Records provided:

━━━━

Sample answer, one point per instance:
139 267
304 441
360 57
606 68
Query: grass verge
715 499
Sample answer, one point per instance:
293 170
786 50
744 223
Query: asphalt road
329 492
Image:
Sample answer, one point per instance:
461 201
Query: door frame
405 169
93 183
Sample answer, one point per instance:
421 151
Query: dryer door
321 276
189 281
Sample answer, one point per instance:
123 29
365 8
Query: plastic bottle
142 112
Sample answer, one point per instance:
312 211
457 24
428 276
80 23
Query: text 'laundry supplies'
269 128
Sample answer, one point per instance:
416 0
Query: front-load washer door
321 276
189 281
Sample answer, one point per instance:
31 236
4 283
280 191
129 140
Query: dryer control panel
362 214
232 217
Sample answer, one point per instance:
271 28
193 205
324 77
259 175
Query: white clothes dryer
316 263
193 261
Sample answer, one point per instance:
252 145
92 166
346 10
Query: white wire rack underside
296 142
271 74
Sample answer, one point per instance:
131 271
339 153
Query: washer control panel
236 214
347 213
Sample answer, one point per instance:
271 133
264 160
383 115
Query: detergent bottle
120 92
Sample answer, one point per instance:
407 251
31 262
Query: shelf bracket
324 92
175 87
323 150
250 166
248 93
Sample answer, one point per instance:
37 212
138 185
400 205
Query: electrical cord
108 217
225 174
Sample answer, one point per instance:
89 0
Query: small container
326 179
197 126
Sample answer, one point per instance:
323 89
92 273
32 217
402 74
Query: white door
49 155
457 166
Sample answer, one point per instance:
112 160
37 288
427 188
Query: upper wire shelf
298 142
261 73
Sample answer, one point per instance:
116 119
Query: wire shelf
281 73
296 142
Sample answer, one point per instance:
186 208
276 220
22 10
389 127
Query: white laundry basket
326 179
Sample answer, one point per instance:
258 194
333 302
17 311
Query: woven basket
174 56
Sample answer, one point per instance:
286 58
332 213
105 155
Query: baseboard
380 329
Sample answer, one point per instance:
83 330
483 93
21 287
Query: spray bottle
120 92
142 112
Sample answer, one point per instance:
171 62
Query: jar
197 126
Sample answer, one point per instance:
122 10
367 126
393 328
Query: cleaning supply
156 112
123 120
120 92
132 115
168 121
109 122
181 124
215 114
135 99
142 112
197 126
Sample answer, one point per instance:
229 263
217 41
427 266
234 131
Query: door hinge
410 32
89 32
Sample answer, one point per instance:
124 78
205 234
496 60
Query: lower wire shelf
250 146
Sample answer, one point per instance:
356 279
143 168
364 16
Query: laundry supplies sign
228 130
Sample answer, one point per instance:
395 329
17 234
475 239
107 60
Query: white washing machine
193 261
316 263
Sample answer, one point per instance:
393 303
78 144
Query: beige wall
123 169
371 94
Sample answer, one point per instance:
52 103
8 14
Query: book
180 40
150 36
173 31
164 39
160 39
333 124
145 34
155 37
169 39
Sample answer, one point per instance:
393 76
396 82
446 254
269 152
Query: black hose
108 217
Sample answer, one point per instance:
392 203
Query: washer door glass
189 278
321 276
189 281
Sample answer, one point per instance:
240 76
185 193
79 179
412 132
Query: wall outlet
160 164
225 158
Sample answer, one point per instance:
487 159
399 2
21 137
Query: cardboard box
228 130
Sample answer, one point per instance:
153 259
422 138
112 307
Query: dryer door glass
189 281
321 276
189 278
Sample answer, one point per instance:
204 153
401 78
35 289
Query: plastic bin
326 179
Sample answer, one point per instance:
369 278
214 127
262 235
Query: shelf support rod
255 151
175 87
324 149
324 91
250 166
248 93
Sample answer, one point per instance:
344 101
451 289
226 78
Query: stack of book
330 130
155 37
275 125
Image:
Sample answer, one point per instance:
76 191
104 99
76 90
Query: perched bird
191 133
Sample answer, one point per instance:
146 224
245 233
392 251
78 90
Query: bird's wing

━━━━

Directions:
Extract every entry in the listing word for word.

Written response:
Sample answer, one point per instance:
139 267
304 441
360 57
606 68
Query: grass verge
715 499
Sample answer, one point per instance:
293 170
786 50
744 223
Query: asphalt road
329 492
Image:
Sample answer, one point per instance:
461 201
Query: door frame
405 169
93 183
Sample answer, one point per instance:
421 151
Query: dryer door
321 276
189 281
Sample answer, one point per instance:
123 29
365 8
Query: plastic bottle
142 112
Sample answer, one point per instance:
312 211
457 24
428 276
80 23
Query: text 'laundry supplies'
269 128
Sample answer, one point per instance:
416 0
Query: front-load washer door
321 276
189 281
Sample answer, one point per instance:
31 236
4 283
280 191
129 140
Query: dryer control panel
362 214
232 217
Sample answer, one point per instance:
271 28
193 205
324 77
259 175
Query: white clothes dryer
316 263
193 261
Sample answer, one point per instance:
252 145
92 166
346 10
Query: white wire rack underside
296 142
271 74
Sample answer, one point per instance:
131 271
339 153
Query: washer control panel
236 214
347 213
Sample answer, one point per instance:
271 133
264 160
383 115
Query: detergent bottle
120 92
Sample answer, one point per instance:
407 251
31 262
Query: shelf bracket
324 92
175 87
323 150
250 166
248 93
Sample answer, one point per instance:
37 212
138 185
400 205
Query: electrical cord
108 217
225 174
Sample answer, one point per instance:
89 0
Query: small container
326 179
197 126
Sample answer, one point per instance:
323 89
92 273
32 217
402 74
Query: white door
49 155
457 166
Sample answer, one point per instance:
112 160
37 288
427 188
Query: upper wire shelf
298 142
261 73
Sample answer, one point per instance:
116 119
Query: wire shelf
281 73
296 142
Sample answer, one point per instance:
186 208
276 220
22 10
389 127
Query: white laundry basket
326 179
Sample answer, one point per instance:
258 194
333 302
17 311
Query: woven basket
174 56
Sample answer, one point per instance:
286 58
332 213
105 155
Query: baseboard
380 329
Sample answer, one point per instance:
83 330
483 93
21 287
Query: spray bottle
120 92
142 112
Sample answer, one point per instance:
171 62
Query: jar
197 126
Sample answer, one point per instance:
122 10
367 126
393 328
Query: cleaning supply
156 112
123 120
120 92
132 115
168 121
109 122
181 124
215 114
135 99
142 112
197 126
Sample answer, one point per instance:
229 263
217 41
427 266
234 131
Query: door hinge
410 32
89 32
Sample answer, one point per instance:
124 78
205 234
496 60
Query: lower wire shelf
250 146
Sample answer, one point per instance:
356 279
143 168
364 16
Query: laundry supplies sign
228 130
Sample answer, one point per instance:
395 329
17 234
475 239
107 60
Query: white washing machine
193 261
316 263
Sample answer, one point per instance:
393 303
78 144
Query: beige wall
123 169
371 94
Sample answer, one point per instance:
52 103
8 14
Query: book
180 40
150 36
173 31
164 39
160 39
333 124
145 34
155 37
169 39
Sample answer, one point per instance:
393 76
396 82
446 254
269 152
Query: black hose
108 217
Sample answer, one point per instance:
392 203
Query: washer door glass
189 278
321 276
189 281
Sample answer, one point per instance:
240 76
185 193
79 179
412 132
Query: wall outlet
160 164
225 158
Sample answer, one point per instance:
487 159
399 2
21 137
Query: cardboard box
228 130
Sample answer, one point per instance:
153 259
422 138
112 307
Query: dryer door glass
189 281
321 276
189 278
Sample answer, one point per instance:
204 153
401 78
35 289
Query: plastic bin
326 179
Sample answer, one point per instance:
369 278
214 127
262 235
Query: shelf support rod
255 151
175 87
324 149
324 91
250 166
248 93
Sample answer, one point per instance:
344 101
451 289
226 78
Query: stack of book
330 130
155 37
275 125
Image:
Sample answer, one point per instance:
76 191
104 99
76 90
Query: perched bird
191 133
Sample answer, one point per instance:
146 224
245 233
392 251
78 90
Query: bird's wing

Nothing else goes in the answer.